Quizá no es casual que el concepto de “nostalgia” haya sido acuñado dentro de la cultura alemana, cuando en 1688 el científico suizo Johannes Hofer la identificó como una enfermedad que sufrían los soldados que añoraban demasiado volver a casa. Desde entonces la nostalgia suele asociarse con sentimientos negativos de escapismo, miedo o fracaso de adaptabilidad al presente. Sin embargo, algunos investigadores de la cultura han estudiado la nostalgia como un fenómeno o síntoma que muestra más bien el fracaso de las sociedades modernas para dar sentido a la vida. En su libro Nostalgia: Origins and Ends of an Unenlightened Disease (2012), Helmut Illbruck define a la nostalgia ya no como una simple añoranza por el hogar, sino como un deseo por lo que está en otra parte o ausente.
El deseo por estar en otra parte parece una tendencia si no universal sí muy de este lado del mundo occidental. La semana pasada visité a mi amiga la matemática hindú Meghna Chowdhuri, quien vive en Hackney, un antiguo barrio industrial de Londres ahora totalmente gentrificado. Fuimos a cenar a un bar de jazz en vivo que conforme la noche avanzaba se terminó convirtiendo en un club con DJs donde una multitud mucho más joven que nosotras se congregaba a bailar canciones que nunca estuvieron de moda para ellos (aunque evidentemente sí para nosotras, que terminamos delatando la edad al cantarlas).

# [Tarea asignada A]
Según el texto sobre la nostalgia, ¿en qué año identificó Johannes Hofer la nostalgia como una enfermedad?
# [Tarea asignada B]
Por favor, prosigue el texto sobre la nostalgia a partir de su última oración.

Datos de expresiones referenciales:
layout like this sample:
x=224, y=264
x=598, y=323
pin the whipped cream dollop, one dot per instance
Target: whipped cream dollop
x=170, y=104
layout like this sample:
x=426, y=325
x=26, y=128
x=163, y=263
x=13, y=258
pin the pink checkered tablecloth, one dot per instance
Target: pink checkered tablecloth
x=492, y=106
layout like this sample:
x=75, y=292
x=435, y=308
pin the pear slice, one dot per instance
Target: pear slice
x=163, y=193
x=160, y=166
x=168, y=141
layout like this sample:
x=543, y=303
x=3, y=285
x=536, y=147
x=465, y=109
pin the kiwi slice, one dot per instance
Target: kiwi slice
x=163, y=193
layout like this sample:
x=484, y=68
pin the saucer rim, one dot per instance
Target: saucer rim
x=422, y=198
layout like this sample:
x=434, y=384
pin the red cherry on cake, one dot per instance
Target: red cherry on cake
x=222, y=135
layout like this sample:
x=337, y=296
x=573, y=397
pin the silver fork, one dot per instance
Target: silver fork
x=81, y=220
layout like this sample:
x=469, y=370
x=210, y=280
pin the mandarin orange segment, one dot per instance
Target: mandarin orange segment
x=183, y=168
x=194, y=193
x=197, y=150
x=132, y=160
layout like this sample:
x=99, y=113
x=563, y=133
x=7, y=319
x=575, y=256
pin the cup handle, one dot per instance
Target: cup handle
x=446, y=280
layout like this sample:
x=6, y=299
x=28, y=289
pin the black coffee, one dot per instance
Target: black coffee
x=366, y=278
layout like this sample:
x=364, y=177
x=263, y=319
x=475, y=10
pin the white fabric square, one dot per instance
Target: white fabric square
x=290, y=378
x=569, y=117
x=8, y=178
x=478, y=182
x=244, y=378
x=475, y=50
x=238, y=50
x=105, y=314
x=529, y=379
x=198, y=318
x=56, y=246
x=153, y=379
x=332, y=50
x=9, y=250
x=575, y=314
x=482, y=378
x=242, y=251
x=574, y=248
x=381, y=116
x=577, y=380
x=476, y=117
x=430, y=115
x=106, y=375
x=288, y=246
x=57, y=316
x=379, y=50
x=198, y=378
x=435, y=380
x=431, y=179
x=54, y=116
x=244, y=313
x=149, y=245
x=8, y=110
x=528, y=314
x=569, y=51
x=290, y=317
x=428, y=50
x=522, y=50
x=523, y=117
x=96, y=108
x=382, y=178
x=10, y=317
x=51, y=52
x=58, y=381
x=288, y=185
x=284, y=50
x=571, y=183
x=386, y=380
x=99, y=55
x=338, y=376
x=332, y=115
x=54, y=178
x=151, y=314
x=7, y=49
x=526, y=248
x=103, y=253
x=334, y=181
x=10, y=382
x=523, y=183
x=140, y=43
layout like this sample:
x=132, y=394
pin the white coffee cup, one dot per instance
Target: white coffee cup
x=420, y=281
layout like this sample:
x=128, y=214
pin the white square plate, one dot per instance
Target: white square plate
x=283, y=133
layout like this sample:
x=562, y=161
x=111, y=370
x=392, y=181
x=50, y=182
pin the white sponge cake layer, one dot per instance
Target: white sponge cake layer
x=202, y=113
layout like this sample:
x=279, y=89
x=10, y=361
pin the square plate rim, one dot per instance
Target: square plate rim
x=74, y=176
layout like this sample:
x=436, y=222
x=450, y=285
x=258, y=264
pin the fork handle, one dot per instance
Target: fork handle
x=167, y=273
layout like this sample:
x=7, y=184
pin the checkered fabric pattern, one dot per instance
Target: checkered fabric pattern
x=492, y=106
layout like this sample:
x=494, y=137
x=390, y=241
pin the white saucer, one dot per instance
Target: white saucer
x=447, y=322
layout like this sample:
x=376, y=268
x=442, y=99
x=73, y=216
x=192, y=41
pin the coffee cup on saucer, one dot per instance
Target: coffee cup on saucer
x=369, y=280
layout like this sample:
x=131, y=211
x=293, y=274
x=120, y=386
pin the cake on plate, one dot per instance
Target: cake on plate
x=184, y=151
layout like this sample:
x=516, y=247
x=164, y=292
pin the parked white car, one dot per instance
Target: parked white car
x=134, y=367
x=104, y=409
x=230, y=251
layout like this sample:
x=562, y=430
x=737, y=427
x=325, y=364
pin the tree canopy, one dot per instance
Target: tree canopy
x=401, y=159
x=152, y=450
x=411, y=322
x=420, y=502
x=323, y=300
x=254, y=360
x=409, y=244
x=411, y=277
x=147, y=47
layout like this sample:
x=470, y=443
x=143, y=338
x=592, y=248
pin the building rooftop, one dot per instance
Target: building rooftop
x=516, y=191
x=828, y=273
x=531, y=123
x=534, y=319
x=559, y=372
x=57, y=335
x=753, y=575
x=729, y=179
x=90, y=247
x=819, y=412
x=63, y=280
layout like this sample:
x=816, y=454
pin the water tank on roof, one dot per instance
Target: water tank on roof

# [Espacio de respuesta A]
En 1688.

# [Espacio de respuesta B]
Quizá después de la postmodernidad la nostalgia sea sólo un simulacro: el deseo de regresar a determinada época, aunque no haya sido la nuestra, pero en la cual nos sentimos más seguros y felices que en un presente que poco tiene que ver con nuestros deseos vitales. Quizá por ello no sorprende la gran popularidad de películas y series televisivas “de época”, es decir, historias situadas en épocas que nunca fueron la nuestra pero que nos hacen añorar haber nacido siglos atrás. En esto pensaba cuando más adelante en el mismo viaje me encontré tomando un walking tour en Bath, la ciudad más burguesa que he conocido en el sur de Inglaterra, cuyo atractivo título era “The Bridgerton experience”. Así es, el tema no giraba ni en torno a los famosos baños romanos de la ciudad ni en torno a Jane Austen, la escritora victoriana que se inspiró en sus calles y personajes para escribir sus famosas novelas, sino en una exitosa serie de Netflix (sobre todo en la primera temporada, porque el guía advirtió que no quería ser un spoiler para quienes todavía no habían visto la segunda, que eran muy pocos la verdad). Aunque la historia transcurre ficcionalmente en el Londres del siglo XIX, según nos contó el guía, la producción consideró que Bath era un lugar mucho mejor conservado para recrear los lugares de la aristocracia inglesa de esa época.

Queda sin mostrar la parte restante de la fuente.